### Excerto do documento
Como fundamento da ilegalidade do acto administrativo impugnado, invocou a recorrente, inter alia, a inconstitucionalidade formal das normas do Decreto Regulamentar nº 57-A/81, de 29 de Dezembro, devido à falta de audição das associações sindicais no procedimento da sua elaboração.
2.- Por Acórdão de 15 de Novembro de 1994, a 1ª Secção do Supremo Tribunal Administrativo concedeu provimento ao recurso e anulou o acto impugnado. Para o efeito, considerou que, tendo sido este praticado ao abrigo do Decreto Regulamentar nº 57-A/81, de 29 de Dezembro, que à data - 1990 - não vigorava na ordem jurídica, ou por os diplomas a que se destinava dar execução, em matéria de classificação de serviço, serem inconstitucionais ou por ele o ser também, o mesmo enfermava de erro nos pressupostos de direito, a que corresponde o vício de violação de lei.
3.- Deste aresto interpôs o Ministério Público o presente recurso para o Tribunal Constitucional, ao abrigo do disposto no artigo
280º, nº 1, alínea a), da Constituição e dos artigos 70º, nº 1, alínea a), 71º, nº 1, alínea a), e nº 3, e 75º-A da Lei do Tribunal Constitucional (Lei nº
28/82, de 15 de Novembro), com o fundamento de no mesmo se ter recusado a aplicação do Decreto Regulamentar nº 57-A/81, de 29 de Dezembro, 'por ele próprio enfermar de inconstitucionalidade formal ou por inconstitucionalidade formal - falta de audição dos representantes dos trabalhadores - dos Decretos-Leis nºs. 33/80, de 13 de Março, e 271/81, de 26 de Setembro, que aquele Decreto Regulamentar pretendia regulamentar'.
4.- Neste Tribunal, o Exmo. Procurador-Geral Adjunto apresentou alegações, tendo-as concluído do seguinte modo:
'1.- O Estatuto do Pessoal Civil dos Serviços Departamentais das Forças Armadas, aprovado pelo Decreto-Lei nº 33/80, bem como o Decreto-Lei nº 271/81, cujas disposições se aplicam também àquele pessoal civil, enquadram-se na noção de legislação do trabalho.

### Tarefas obrigatórias
A: Responda, com base no excerto do documento, às seguintes perguntas:
(i) Que secção de que tribunal proferiu o Acórdão de 15 de Novembro de 1994?
(ii) Quem interpôs o recurso para o Tribunal Constitucional?
(iii) Qual é a data do Decreto-Lei nº 33/80?
B: Copie do excerto do documento o passo que começa nas palavras "Como fundamento da" e termina depois de "violação de lei.".

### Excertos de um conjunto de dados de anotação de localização
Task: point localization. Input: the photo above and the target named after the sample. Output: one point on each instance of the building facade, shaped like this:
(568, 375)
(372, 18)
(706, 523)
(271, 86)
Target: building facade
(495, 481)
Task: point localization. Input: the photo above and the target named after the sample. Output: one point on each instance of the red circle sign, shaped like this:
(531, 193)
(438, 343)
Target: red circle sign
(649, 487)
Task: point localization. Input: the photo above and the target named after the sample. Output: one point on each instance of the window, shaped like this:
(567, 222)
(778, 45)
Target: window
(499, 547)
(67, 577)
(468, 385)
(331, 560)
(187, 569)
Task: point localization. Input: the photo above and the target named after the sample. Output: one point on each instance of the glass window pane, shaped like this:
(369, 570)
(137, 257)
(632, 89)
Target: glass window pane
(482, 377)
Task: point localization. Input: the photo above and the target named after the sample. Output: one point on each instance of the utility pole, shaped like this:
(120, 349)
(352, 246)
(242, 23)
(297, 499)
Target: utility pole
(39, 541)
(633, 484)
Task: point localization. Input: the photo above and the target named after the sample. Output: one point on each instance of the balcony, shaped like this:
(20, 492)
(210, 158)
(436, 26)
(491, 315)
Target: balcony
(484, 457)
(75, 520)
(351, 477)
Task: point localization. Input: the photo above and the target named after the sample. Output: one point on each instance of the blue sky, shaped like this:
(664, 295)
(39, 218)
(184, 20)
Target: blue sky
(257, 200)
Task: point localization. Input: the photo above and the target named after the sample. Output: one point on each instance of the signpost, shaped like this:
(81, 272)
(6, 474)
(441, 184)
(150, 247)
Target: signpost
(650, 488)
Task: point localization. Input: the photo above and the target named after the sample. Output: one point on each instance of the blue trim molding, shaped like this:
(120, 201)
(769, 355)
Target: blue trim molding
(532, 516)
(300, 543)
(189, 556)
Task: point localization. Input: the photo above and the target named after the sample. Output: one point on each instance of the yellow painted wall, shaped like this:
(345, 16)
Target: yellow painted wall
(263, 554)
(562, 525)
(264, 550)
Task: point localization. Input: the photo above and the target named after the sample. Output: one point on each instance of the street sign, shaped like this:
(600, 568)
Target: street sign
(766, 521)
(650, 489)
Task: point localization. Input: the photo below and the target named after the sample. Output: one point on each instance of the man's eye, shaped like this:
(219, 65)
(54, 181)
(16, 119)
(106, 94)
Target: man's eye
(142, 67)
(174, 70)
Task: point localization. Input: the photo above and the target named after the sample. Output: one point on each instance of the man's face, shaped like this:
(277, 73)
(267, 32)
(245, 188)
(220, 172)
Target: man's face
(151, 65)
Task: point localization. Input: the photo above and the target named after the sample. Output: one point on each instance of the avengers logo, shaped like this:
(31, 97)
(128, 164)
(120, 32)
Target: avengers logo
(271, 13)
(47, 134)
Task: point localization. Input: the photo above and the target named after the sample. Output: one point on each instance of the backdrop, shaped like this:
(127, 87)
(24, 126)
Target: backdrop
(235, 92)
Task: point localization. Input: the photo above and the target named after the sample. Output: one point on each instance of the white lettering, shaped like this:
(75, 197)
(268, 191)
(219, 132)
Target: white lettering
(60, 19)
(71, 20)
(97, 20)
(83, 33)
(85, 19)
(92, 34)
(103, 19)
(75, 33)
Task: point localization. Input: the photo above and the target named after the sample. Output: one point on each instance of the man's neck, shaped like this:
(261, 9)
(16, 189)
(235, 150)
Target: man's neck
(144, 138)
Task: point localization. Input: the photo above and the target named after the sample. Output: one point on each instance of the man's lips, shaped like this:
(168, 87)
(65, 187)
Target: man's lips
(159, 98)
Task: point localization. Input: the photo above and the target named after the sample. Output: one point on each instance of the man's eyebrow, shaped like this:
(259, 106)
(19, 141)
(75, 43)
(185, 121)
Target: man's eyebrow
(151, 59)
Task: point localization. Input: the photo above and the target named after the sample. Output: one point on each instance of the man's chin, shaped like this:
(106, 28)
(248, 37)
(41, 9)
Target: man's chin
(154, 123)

### Resultados por tarefa
A:
(i) A 1ª Secção do Supremo Tribunal Administrativo.
(ii) O Ministério Público.
(iii) 13 de Março.

B:
Como fundamento da ilegalidade do acto administrativo impugnado, invocou a recorrente, inter alia, a inconstitucionalidade formal das normas do Decreto Regulamentar nº 57-A/81, de 29 de Dezembro, devido à falta de audição das associações sindicais no procedimento da sua elaboração.
2.- Por Acórdão de 15 de Novembro de 1994, a 1ª Secção do Supremo Tribunal Administrativo concedeu provimento ao recurso e anulou o acto impugnado. Para o efeito, considerou que, tendo sido este praticado ao abrigo do Decreto Regulamentar nº 57-A/81, de 29 de Dezembro, que à data - 1990 - não vigorava na ordem jurídica, ou por os diplomas a que se destinava dar execução, em matéria de classificação de serviço, serem inconstitucionais ou por ele o ser também, o mesmo enfermava de erro nos pressupostos de direito, a que corresponde o vício de violação de lei.